Dataset rows
------------------------------------
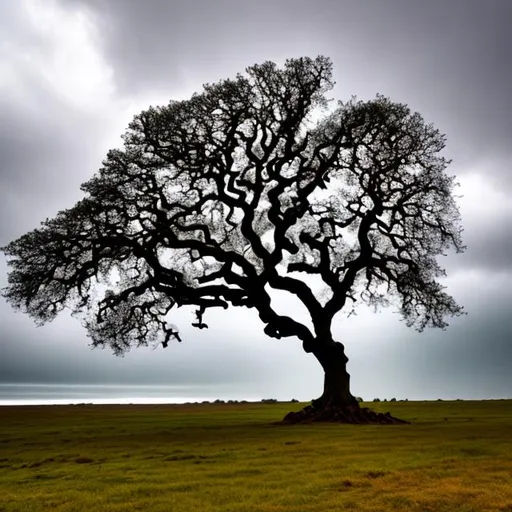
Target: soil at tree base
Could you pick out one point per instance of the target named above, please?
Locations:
(352, 414)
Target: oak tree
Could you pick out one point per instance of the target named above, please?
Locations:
(246, 188)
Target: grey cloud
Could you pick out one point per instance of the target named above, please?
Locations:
(446, 59)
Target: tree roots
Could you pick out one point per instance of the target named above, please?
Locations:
(341, 414)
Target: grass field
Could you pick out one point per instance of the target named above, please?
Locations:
(455, 456)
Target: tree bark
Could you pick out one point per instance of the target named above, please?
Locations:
(333, 360)
(337, 404)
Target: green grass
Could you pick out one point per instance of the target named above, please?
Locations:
(454, 457)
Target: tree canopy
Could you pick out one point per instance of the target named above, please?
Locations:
(242, 189)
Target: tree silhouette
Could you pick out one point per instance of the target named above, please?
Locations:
(244, 189)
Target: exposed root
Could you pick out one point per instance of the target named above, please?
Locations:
(341, 414)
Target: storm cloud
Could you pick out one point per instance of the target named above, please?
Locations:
(73, 73)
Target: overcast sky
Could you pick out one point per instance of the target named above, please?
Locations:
(74, 72)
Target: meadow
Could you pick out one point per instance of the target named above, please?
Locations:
(453, 457)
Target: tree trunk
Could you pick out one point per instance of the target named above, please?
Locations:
(336, 378)
(337, 404)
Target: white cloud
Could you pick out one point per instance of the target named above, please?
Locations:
(68, 59)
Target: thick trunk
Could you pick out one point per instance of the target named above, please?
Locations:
(333, 360)
(336, 403)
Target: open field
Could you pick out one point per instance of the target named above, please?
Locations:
(455, 456)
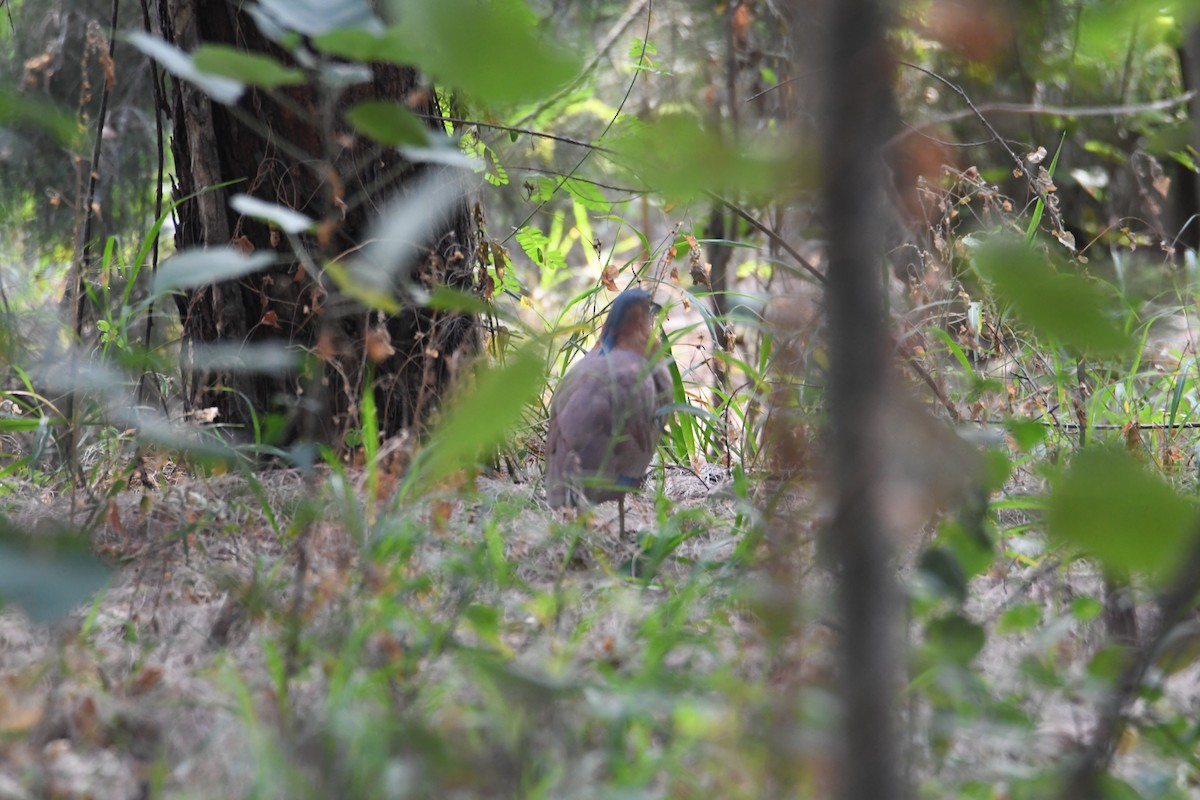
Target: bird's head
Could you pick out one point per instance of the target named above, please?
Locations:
(629, 324)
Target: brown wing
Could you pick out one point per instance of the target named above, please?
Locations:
(603, 431)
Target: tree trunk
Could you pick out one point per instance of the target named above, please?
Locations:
(298, 152)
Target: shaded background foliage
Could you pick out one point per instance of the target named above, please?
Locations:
(400, 612)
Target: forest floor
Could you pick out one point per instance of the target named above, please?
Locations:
(217, 661)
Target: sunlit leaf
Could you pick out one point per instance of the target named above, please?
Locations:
(288, 220)
(179, 64)
(251, 68)
(1060, 305)
(204, 265)
(1113, 507)
(388, 122)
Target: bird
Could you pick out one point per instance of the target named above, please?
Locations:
(607, 413)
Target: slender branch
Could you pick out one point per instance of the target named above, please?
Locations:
(616, 115)
(1125, 109)
(995, 134)
(609, 40)
(769, 233)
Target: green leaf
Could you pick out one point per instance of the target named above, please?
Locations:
(388, 122)
(251, 68)
(943, 572)
(1113, 507)
(317, 17)
(1066, 307)
(955, 639)
(204, 265)
(1020, 618)
(490, 49)
(1026, 434)
(677, 155)
(587, 194)
(1085, 608)
(287, 220)
(363, 44)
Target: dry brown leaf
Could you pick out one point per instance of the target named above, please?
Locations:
(609, 278)
(378, 344)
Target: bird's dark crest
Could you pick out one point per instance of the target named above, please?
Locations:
(621, 306)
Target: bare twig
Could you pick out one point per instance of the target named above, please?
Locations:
(1037, 109)
(635, 8)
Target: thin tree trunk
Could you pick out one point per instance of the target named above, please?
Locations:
(858, 116)
(298, 152)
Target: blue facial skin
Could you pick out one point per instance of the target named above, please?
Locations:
(621, 306)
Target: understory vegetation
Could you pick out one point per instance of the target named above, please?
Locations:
(196, 607)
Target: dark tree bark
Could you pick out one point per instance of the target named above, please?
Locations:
(299, 152)
(858, 118)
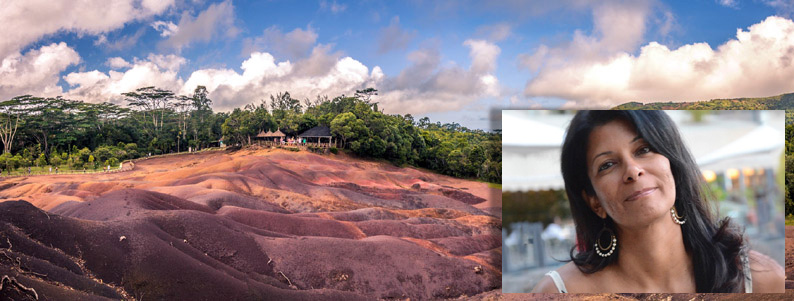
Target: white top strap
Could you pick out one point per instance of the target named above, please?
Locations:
(557, 281)
(748, 277)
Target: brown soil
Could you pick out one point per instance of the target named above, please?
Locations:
(251, 224)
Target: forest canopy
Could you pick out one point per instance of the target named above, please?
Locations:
(39, 131)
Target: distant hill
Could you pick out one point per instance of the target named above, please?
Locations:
(779, 102)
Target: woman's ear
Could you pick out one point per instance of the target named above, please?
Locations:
(595, 205)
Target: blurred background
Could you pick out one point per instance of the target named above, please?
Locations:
(740, 153)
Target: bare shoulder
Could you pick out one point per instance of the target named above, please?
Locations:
(768, 275)
(572, 277)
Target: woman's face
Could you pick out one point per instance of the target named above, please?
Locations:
(633, 183)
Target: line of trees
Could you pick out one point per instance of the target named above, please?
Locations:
(53, 131)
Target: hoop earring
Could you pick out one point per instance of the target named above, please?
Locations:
(677, 219)
(611, 247)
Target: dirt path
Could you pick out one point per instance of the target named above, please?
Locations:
(251, 224)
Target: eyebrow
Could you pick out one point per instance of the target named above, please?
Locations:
(610, 152)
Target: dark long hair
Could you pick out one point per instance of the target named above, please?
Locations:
(714, 247)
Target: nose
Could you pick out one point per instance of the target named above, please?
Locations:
(633, 171)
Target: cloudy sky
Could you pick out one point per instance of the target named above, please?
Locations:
(446, 59)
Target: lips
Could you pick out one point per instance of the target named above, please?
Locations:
(640, 193)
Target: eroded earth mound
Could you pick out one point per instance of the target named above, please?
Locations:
(250, 224)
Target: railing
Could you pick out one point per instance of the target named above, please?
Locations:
(294, 144)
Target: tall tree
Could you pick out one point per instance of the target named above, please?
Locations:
(152, 100)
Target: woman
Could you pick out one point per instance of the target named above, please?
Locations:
(642, 221)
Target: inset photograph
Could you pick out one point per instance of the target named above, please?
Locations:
(643, 201)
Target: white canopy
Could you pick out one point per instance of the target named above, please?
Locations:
(531, 147)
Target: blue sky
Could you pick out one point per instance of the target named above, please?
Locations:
(449, 60)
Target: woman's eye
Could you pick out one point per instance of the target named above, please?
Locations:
(644, 150)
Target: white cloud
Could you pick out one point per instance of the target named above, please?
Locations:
(169, 62)
(784, 8)
(616, 28)
(25, 22)
(293, 45)
(758, 62)
(729, 3)
(36, 71)
(95, 86)
(165, 29)
(494, 33)
(217, 19)
(117, 63)
(426, 87)
(393, 37)
(483, 56)
(122, 43)
(319, 74)
(333, 7)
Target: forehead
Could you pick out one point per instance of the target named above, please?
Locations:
(610, 135)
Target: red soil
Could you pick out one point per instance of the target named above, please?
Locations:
(252, 224)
------------------------------------
## Your objective
Format the material above as a Markdown table with two columns, Row and Line: number each line in Row and put its text in Line. Omit blank lines and leave out the pictures.

## Result of this task
| Row | Line |
|---|---|
| 1 | Target: soil at tree base |
| 2 | Could you pick out one point per instance of the target named above, please? |
| 3 | Locations: |
| 4 | (352, 414) |
| 5 | Target: oak tree |
| 6 | Could you pick out one point per instance of the target named above, please? |
| 7 | Locations: |
| 8 | (246, 188) |
| 9 | Target: grey cloud |
| 10 | Could you pick out one point per instance of the target named above, please? |
| 11 | Locations: |
| 12 | (446, 59) |
| 13 | Target: tree roots |
| 14 | Could you pick out one point per instance of the target named above, please? |
| 15 | Locations: |
| 16 | (341, 414) |
| 17 | Target: grass field |
| 18 | Could you pick out one point per instance of the target named above, please? |
| 19 | Locations: |
| 20 | (455, 456) |
| 21 | Target: tree bark |
| 22 | Could you pick out one point per instance of the target named above, please? |
| 23 | Locations: |
| 24 | (333, 360) |
| 25 | (337, 404) |
| 26 | Target: green grass |
| 27 | Could you pick out one point per instance of the target named above, please? |
| 28 | Locations: |
| 29 | (454, 457) |
| 30 | Target: tree canopy |
| 31 | Could you pick out one point per instance of the target named above, please? |
| 32 | Locations: |
| 33 | (242, 189) |
| 34 | Target: tree silhouette |
| 35 | Could you pick out one point per instance of the target named above, please? |
| 36 | Locations: |
| 37 | (244, 189) |
| 38 | Target: exposed root |
| 39 | Could you pick out one point per instance of the target named above, please? |
| 40 | Locations: |
| 41 | (341, 414) |
| 42 | Target: storm cloud |
| 43 | Could you pick out one point per instance of the target named above, please? |
| 44 | Locations: |
| 45 | (73, 73) |
| 46 | Target: overcast sky |
| 47 | Could you pick out one point per instance of the target named above, please? |
| 48 | Locations: |
| 49 | (74, 72) |
| 50 | Target: meadow |
| 51 | Could you pick out one point per instance of the target named above, please? |
| 52 | Locations: |
| 53 | (453, 457) |
| 54 | Target: tree trunk |
| 55 | Could you pick out one point per instance of the target named above, please? |
| 56 | Locations: |
| 57 | (336, 378) |
| 58 | (337, 404) |
| 59 | Target: white cloud |
| 60 | Could you pick out one point per instance of the target named above, please? |
| 61 | Locations: |
| 62 | (68, 59) |
| 63 | Target: thick trunk |
| 64 | Could you pick out one point per instance of the target named above, please? |
| 65 | Locations: |
| 66 | (333, 360) |
| 67 | (336, 403) |
| 68 | Target: open field |
| 69 | Could you pick out one point per instance of the target named above, please? |
| 70 | Locations: |
| 71 | (455, 456) |
| 72 | Target: bird's head |
| 73 | Could you pick out one point per instance of the target named above, please? |
| 74 | Locations: |
| 75 | (629, 324) |
| 76 | Target: brown wing |
| 77 | Could you pick out one point per instance of the target named above, please? |
| 78 | Locations: |
| 79 | (603, 431) |
| 80 | Target: tree trunk |
| 81 | Could you pick out one point per instance of the target named above, please? |
| 82 | Locations: |
| 83 | (298, 152) |
| 84 | Target: shaded background foliage |
| 85 | Could you pick out one point per instance of the target named above, please? |
| 86 | Locations: |
| 87 | (400, 612) |
| 88 | Target: forest floor |
| 89 | Could you pick out one point per instance of the target named above, please? |
| 90 | Locations: |
| 91 | (217, 661) |
| 92 | Target: sunlit leaf |
| 93 | Could you pick out one point per instance of the target named above, please? |
| 94 | Locations: |
| 95 | (288, 220) |
| 96 | (179, 64) |
| 97 | (251, 68) |
| 98 | (1060, 305) |
| 99 | (204, 265) |
| 100 | (1113, 507) |
| 101 | (388, 122) |
| 102 | Target: bird |
| 103 | Could you pick out one point per instance of the target named above, please? |
| 104 | Locations: |
| 105 | (607, 413) |
| 106 | Target: slender branch |
| 107 | Could you pick out one point per instance of the target named above, please? |
| 108 | Locations: |
| 109 | (616, 115) |
| 110 | (1125, 109) |
| 111 | (995, 134) |
| 112 | (609, 40) |
| 113 | (769, 233) |
| 114 | Target: green leaf |
| 115 | Could you pick out one point per instance of the target named above, please? |
| 116 | Locations: |
| 117 | (388, 122) |
| 118 | (251, 68) |
| 119 | (943, 572) |
| 120 | (1113, 507) |
| 121 | (317, 17) |
| 122 | (1066, 307) |
| 123 | (955, 639) |
| 124 | (204, 265) |
| 125 | (1020, 618) |
| 126 | (490, 49) |
| 127 | (1026, 434) |
| 128 | (677, 155) |
| 129 | (587, 194) |
| 130 | (1085, 608) |
| 131 | (287, 220) |
| 132 | (363, 44) |
| 133 | Target: dry brown leaf |
| 134 | Could you pick out one point per instance of the target named above, please? |
| 135 | Locations: |
| 136 | (609, 278) |
| 137 | (378, 344) |
| 138 | Target: bird's dark crest |
| 139 | Could you pick out one point per instance of the target named above, please? |
| 140 | Locations: |
| 141 | (621, 306) |
| 142 | Target: bare twig |
| 143 | Could you pick out one point per instance of the target named above, please? |
| 144 | Locations: |
| 145 | (1037, 109) |
| 146 | (635, 8) |
| 147 | Target: thin tree trunk |
| 148 | Could you pick out one point per instance of the target named above, please? |
| 149 | Locations: |
| 150 | (858, 116) |
| 151 | (298, 152) |
| 152 | Target: blue facial skin |
| 153 | Could you pick out one point per instance of the target named above, please? |
| 154 | Locations: |
| 155 | (621, 306) |
| 156 | Target: understory vegetation |
| 157 | Could you pick out one point per instance of the target named above, please? |
| 158 | Locations: |
| 159 | (196, 607) |
| 160 | Target: dark tree bark |
| 161 | Could you pick out one point per instance of the target named above, please? |
| 162 | Locations: |
| 163 | (299, 152) |
| 164 | (858, 118) |
| 165 | Target: white top strap |
| 166 | Could you pick out one point per instance of the target named above, please? |
| 167 | Locations: |
| 168 | (557, 281) |
| 169 | (748, 277) |
| 170 | Target: brown soil |
| 171 | Could you pick out one point per instance of the target named above, please? |
| 172 | Locations: |
| 173 | (251, 224) |
| 174 | Target: forest canopy |
| 175 | Could you pick out one point per instance of the target named above, please? |
| 176 | Locations: |
| 177 | (39, 131) |
| 178 | Target: distant hill |
| 179 | Could you pick out one point per instance of the target named above, please? |
| 180 | Locations: |
| 181 | (779, 102) |
| 182 | Target: woman's ear |
| 183 | Could you pick out one point per instance of the target named above, please? |
| 184 | Locations: |
| 185 | (595, 205) |
| 186 | Target: blurred background |
| 187 | Could you pick out one point per instance of the target named above, please? |
| 188 | Locations: |
| 189 | (740, 153) |
| 190 | Target: bare shoulder |
| 191 | Could you pick out one point per instance of the target named above, please? |
| 192 | Locations: |
| 193 | (768, 275) |
| 194 | (572, 277) |
| 195 | Target: woman's face |
| 196 | Could you pick out one point per instance of the target named above, please? |
| 197 | Locations: |
| 198 | (633, 183) |
| 199 | Target: line of trees |
| 200 | Could you pick out one point per instance of the target named above, please? |
| 201 | Locations: |
| 202 | (53, 131) |
| 203 | Target: hoop earring |
| 204 | Could you pick out one point per instance of the target named above, please? |
| 205 | Locations: |
| 206 | (677, 219) |
| 207 | (611, 247) |
| 208 | Target: dirt path |
| 209 | Could you pick out one point per instance of the target named above, please? |
| 210 | Locations: |
| 211 | (251, 224) |
| 212 | Target: eyebrow |
| 213 | Could you pick out one point per instance of the target named above, please? |
| 214 | Locations: |
| 215 | (610, 152) |
| 216 | Target: dark long hair |
| 217 | Could you pick out one point per instance of the target named above, please? |
| 218 | Locations: |
| 219 | (714, 247) |
| 220 | Target: nose |
| 221 | Could you pick out one point per instance of the target named above, please? |
| 222 | Locations: |
| 223 | (633, 171) |
| 224 | Target: cloudy sky |
| 225 | Could you pick out one point per instance of the target named above, please? |
| 226 | Locations: |
| 227 | (446, 59) |
| 228 | Target: lips |
| 229 | Could you pick out one point per instance of the target named above, please? |
| 230 | Locations: |
| 231 | (640, 193) |
| 232 | Target: eroded earth mound |
| 233 | Could you pick out one point per instance of the target named above, please? |
| 234 | Locations: |
| 235 | (250, 224) |
| 236 | Target: railing |
| 237 | Could you pick out one point per instance of the target named above, please? |
| 238 | Locations: |
| 239 | (294, 144) |
| 240 | Target: tall tree |
| 241 | Could you pick out one point per instance of the target named above, please? |
| 242 | Locations: |
| 243 | (152, 100) |
| 244 | Target: woman |
| 245 | Could you pick out one point per instance of the target named above, please? |
| 246 | Locations: |
| 247 | (642, 221) |
| 248 | Target: inset photograph |
| 249 | Could you pick out one point per instance of the target named above, please? |
| 250 | Locations: |
| 251 | (643, 201) |
| 252 | Target: white canopy |
| 253 | Could you pick out one point per instance of the target named above, please? |
| 254 | Locations: |
| 255 | (531, 147) |
| 256 | Target: blue sky |
| 257 | Could you pick out one point per instance of the target named above, please? |
| 258 | Locations: |
| 259 | (449, 60) |
| 260 | Target: woman's eye |
| 261 | Could you pick out one point per instance of the target named above, please? |
| 262 | Locations: |
| 263 | (644, 150) |
| 264 | Target: white cloud |
| 265 | Could you pick out one point per instance of the target named above, please? |
| 266 | Locations: |
| 267 | (169, 62) |
| 268 | (784, 8) |
| 269 | (616, 28) |
| 270 | (25, 22) |
| 271 | (293, 45) |
| 272 | (758, 62) |
| 273 | (729, 3) |
| 274 | (36, 71) |
| 275 | (95, 86) |
| 276 | (165, 29) |
| 277 | (494, 33) |
| 278 | (217, 19) |
| 279 | (117, 63) |
| 280 | (426, 87) |
| 281 | (393, 37) |
| 282 | (483, 56) |
| 283 | (122, 43) |
| 284 | (319, 74) |
| 285 | (333, 7) |
| 286 | Target: forehead |
| 287 | Could you pick out one point per instance of the target named above, please? |
| 288 | Locations: |
| 289 | (610, 135) |
| 290 | Target: red soil |
| 291 | Could you pick out one point per instance of the target named above, please? |
| 292 | Locations: |
| 293 | (252, 224) |